GOAL >> Reproduce the listing below verbatim, line for line, with no changes of any kind.

START STORED ROWS

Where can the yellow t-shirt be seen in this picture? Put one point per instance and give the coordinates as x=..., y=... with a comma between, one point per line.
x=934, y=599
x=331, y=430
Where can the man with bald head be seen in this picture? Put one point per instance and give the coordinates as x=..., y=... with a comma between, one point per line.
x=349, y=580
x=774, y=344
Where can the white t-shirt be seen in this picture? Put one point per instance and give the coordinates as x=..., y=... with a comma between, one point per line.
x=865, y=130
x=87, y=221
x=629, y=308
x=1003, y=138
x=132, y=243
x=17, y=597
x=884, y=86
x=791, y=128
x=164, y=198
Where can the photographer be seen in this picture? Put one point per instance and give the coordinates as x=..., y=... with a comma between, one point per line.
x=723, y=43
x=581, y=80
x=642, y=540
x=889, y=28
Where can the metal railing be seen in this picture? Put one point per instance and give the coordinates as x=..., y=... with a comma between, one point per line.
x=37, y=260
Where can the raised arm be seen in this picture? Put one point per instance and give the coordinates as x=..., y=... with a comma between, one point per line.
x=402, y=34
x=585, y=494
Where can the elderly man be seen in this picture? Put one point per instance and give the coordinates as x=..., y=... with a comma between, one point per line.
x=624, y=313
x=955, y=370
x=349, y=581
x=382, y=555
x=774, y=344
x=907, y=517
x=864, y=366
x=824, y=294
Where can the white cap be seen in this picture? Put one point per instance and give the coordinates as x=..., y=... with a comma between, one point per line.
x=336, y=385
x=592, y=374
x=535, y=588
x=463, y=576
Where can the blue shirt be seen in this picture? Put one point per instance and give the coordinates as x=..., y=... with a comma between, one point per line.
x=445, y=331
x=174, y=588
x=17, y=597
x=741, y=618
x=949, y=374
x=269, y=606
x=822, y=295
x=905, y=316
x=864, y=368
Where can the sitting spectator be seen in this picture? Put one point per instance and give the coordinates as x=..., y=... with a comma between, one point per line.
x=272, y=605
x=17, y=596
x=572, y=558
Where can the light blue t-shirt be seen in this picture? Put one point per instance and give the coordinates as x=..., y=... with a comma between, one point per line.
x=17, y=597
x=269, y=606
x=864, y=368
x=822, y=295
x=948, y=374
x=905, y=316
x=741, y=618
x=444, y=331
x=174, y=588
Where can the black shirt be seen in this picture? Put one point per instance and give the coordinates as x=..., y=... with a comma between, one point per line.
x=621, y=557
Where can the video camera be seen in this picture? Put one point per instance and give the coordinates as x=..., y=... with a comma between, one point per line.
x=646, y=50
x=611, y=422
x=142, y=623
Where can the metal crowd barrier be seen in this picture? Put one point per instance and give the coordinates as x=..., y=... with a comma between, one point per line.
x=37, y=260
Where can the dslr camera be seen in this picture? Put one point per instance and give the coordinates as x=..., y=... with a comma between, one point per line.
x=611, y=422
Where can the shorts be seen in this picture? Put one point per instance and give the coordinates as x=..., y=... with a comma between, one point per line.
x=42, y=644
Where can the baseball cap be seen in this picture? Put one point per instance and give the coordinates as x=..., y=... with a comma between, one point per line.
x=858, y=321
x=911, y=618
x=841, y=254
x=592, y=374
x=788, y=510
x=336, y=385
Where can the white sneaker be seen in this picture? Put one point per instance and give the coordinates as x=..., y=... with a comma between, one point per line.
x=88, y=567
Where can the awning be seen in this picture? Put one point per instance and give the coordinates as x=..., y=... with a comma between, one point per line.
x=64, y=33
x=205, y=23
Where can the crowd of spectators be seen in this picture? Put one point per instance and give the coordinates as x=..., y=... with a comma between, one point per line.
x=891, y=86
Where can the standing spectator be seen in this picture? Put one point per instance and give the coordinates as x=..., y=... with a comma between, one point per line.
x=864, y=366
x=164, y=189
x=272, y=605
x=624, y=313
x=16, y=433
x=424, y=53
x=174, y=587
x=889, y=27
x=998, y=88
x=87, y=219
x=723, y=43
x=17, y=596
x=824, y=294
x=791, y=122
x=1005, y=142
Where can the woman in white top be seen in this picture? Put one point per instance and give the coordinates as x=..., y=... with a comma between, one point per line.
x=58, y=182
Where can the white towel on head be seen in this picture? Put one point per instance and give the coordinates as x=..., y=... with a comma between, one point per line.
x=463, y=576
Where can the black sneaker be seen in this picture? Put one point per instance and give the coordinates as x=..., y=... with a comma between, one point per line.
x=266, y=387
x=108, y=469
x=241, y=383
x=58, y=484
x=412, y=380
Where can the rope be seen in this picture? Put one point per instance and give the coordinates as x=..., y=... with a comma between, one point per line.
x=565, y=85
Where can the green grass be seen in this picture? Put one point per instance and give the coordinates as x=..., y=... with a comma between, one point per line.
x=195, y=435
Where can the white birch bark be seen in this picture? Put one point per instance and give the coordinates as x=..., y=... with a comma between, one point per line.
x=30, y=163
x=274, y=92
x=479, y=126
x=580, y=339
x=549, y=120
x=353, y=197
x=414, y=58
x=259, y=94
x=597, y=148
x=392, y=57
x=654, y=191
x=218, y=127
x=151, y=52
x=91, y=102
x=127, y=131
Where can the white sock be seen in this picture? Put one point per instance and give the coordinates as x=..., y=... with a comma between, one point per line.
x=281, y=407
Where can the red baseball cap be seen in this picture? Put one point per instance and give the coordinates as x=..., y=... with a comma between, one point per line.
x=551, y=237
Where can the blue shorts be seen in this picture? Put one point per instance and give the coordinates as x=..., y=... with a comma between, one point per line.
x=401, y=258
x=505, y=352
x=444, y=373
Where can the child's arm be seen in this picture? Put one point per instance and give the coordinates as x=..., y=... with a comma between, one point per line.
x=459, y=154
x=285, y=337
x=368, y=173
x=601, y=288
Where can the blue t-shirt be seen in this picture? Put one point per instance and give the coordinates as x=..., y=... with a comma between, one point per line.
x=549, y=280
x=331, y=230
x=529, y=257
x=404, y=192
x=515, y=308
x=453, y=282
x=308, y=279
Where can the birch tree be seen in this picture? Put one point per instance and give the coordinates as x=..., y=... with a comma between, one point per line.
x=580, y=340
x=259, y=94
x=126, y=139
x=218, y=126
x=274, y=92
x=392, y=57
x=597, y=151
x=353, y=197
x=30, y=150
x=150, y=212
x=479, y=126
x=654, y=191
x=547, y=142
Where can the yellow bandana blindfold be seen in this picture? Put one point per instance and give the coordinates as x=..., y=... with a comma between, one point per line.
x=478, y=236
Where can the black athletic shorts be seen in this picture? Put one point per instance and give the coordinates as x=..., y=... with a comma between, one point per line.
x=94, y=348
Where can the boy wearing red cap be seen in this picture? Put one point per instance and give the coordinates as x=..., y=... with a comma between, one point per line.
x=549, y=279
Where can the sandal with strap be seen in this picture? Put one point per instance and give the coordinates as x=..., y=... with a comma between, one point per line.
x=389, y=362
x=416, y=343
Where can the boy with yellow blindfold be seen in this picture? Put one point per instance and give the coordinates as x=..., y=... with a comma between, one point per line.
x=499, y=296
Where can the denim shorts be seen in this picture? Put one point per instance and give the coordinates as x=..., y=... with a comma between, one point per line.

END STORED ROWS

RESPONSE TO THIS TASK >>
Where can the yellow t-shirt be seen in this picture? Put one point per instance and give the coordinates as x=..., y=... with a comma between, one point per line.
x=934, y=599
x=331, y=430
Where can the man with bald head be seen in this picture? Put one point per instance and give the coordinates as x=..., y=... with a comma between, one point per line.
x=349, y=580
x=774, y=344
Where can the white t-shirt be seen in this picture? Put one point per instance and give the coordinates as x=..., y=... with a comma between, one point per line.
x=865, y=130
x=87, y=221
x=629, y=308
x=1003, y=138
x=132, y=243
x=17, y=597
x=884, y=86
x=791, y=128
x=164, y=198
Where can the photographer be seen in this picture? Put one point per instance and give the coordinates as x=..., y=... with a comma between, one point per line.
x=723, y=43
x=581, y=80
x=642, y=540
x=889, y=28
Where can the metal railing be seen in this picture? Put one point per instance and give the coordinates as x=..., y=... with a comma between, one point per line.
x=37, y=260
Where can the raised arm be seen in this picture? Put one point per instance and give the coordinates as x=..., y=... with a comma between, one point per line.
x=402, y=34
x=585, y=494
Where can the elderly man be seen in this picture? Put one point per instance and give the coordinates as x=..., y=... with a comma between, one point per line.
x=624, y=313
x=955, y=370
x=349, y=581
x=382, y=555
x=774, y=344
x=907, y=517
x=864, y=366
x=824, y=294
Where can the white cap be seen in this picture? Put one point per instance and give the coordinates as x=..., y=... with a comma between, one point per line.
x=336, y=385
x=592, y=374
x=535, y=588
x=463, y=576
Where can the blue shirt be seen in this picture? Put one point per instance and give the coordinates as x=..., y=... with a comma between, one point per line.
x=445, y=331
x=174, y=588
x=17, y=597
x=741, y=618
x=949, y=374
x=269, y=606
x=822, y=295
x=905, y=316
x=864, y=368
Where can the sitting spectator be seen in this picture? Put one point per instance and give the coordinates as x=..., y=... with a comma between, one point per line.
x=272, y=605
x=17, y=596
x=572, y=558
Where can the light blue t-shirt be seen in this picture? Put one point per instance and give the coordinates as x=..., y=... with a comma between, one point per line.
x=17, y=597
x=269, y=606
x=864, y=368
x=822, y=295
x=948, y=374
x=905, y=316
x=741, y=618
x=444, y=331
x=174, y=588
Where can the black shirt be seen in this picture? Put one point per instance and give the coordinates as x=..., y=... with a comma between, one point per line.
x=621, y=557
Where can the video camera be seen in this picture? Put one point per instance and give the coordinates as x=..., y=... with a comma between, one point per line.
x=646, y=50
x=611, y=422
x=142, y=623
Where can the metal crowd barrier be seen in this picture? Put one point per instance and give the coordinates as x=..., y=... with a comma between, one point per line.
x=37, y=260
Where can the dslr camera be seen in this picture? Put one point per instance and give the coordinates as x=..., y=... with a comma between, one point per line.
x=611, y=422
Where can the shorts be seen in this picture? Put one point per instance and give the coordinates as x=..., y=... with a comma between, one point per line.
x=42, y=644
Where can the baseball cap be seen in this picture? Put one point per instance and give the coordinates as x=..., y=... with a comma between, one point per line.
x=858, y=321
x=911, y=618
x=841, y=254
x=592, y=374
x=788, y=510
x=336, y=385
Where can the white sneaker be seen in this picture? Put one point per instance and give the coordinates as x=..., y=... with a comma between, one point per line.
x=88, y=567
Where can the awning be seen in this picture? Put one point per instance and give the coordinates as x=..., y=... with a comma between, one point per line.
x=64, y=33
x=205, y=23
Where can the crowd of spectators be seen in this picture? Put one point per instance and give the coordinates as x=..., y=... with a comma between, one point per line.
x=891, y=86
Where can the standing spectator be seen in this picture? Put one point per instance and give the coordinates as x=..., y=... with a comma between, one point per line.
x=864, y=366
x=164, y=189
x=272, y=605
x=624, y=313
x=16, y=433
x=424, y=53
x=174, y=587
x=889, y=27
x=998, y=88
x=87, y=219
x=723, y=43
x=17, y=596
x=824, y=294
x=791, y=122
x=1005, y=142
Where can the woman in white top be seen in this picture? Put one point per instance and give the coordinates as x=..., y=... with a comma between, one point per line.
x=58, y=182
Where can the white towel on head be seen in this picture? Put one point per instance and give the coordinates as x=..., y=... with a comma between, one point per line.
x=463, y=576
Where can the black sneaker be seen in this picture? Put one point per instance and give the coordinates as x=..., y=... with a comma between, one point per line.
x=266, y=387
x=108, y=469
x=241, y=383
x=58, y=484
x=412, y=380
Where can the rope be seen in this picture? Put one point per instance and give the coordinates as x=..., y=... with a comma between, one point per line.
x=565, y=85
Where can the green grass be seen in this picture? Put one point per instance and give the coordinates as x=..., y=... with a comma between, one point per line.
x=195, y=435
Where can the white birch bark be seen in this picture? Put one point per instance and give the coordinates as x=..., y=... with a comma between, one point per line.
x=30, y=163
x=274, y=92
x=479, y=126
x=580, y=339
x=549, y=120
x=353, y=197
x=414, y=58
x=259, y=94
x=597, y=148
x=392, y=57
x=654, y=191
x=218, y=127
x=151, y=52
x=91, y=102
x=127, y=131
Where can the white sock be seen in this picture? Put one point per instance and give the coordinates as x=..., y=... with a comma between, one point per line.
x=281, y=407
Where can the red baseball cap be seen in this picture? Put one point per instance and give the coordinates as x=..., y=... with a comma between, one point per line.
x=551, y=237
Where can the blue shorts be seen in this picture? Put one point per instance and give the coordinates as x=..., y=... with a comma between, one point per line.
x=401, y=258
x=505, y=352
x=444, y=373
Where can the child's arm be seen in this picture? Put one point per instance and give the coordinates as x=..., y=... with a comma between, one point per line.
x=459, y=154
x=285, y=337
x=368, y=173
x=601, y=288
Where can the blue t-shirt be seen in this picture? Put one point per instance and give the coordinates as x=..., y=... with a comma between, one point per line.
x=549, y=280
x=331, y=230
x=529, y=257
x=404, y=192
x=515, y=308
x=453, y=282
x=308, y=279
Where can the birch tree be seen in this picture? Put one point per instance and give the coordinates as x=..., y=... with a comma between, one point per line.
x=580, y=340
x=259, y=94
x=126, y=139
x=218, y=126
x=274, y=92
x=392, y=57
x=597, y=151
x=353, y=197
x=30, y=150
x=150, y=212
x=479, y=126
x=654, y=191
x=547, y=142
Where can the yellow bandana blindfold be seen in this picture? Put one point per instance and give the coordinates as x=..., y=... with a comma between, one point per line.
x=478, y=236
Where can the black athletic shorts be seen in this picture? Put one point per instance and give the coordinates as x=..., y=... with a comma between, one point per line.
x=94, y=348
Where can the boy wearing red cap be seen in this picture? Put one point per instance and give the coordinates as x=..., y=... with a comma between, one point per line.
x=549, y=279
Where can the sandal with strap be seen in this picture? Put one point per instance and give the coordinates as x=..., y=... with a comma between, one point per line.
x=389, y=362
x=416, y=343
Where can the boy with yellow blindfold be seen in this picture? Put one point per instance and give the coordinates as x=..., y=... with a comma between, one point per line.
x=499, y=296
Where can the denim shorts be seen in this picture? Put one point per instance and give the coordinates as x=..., y=... with a comma between, one point per line.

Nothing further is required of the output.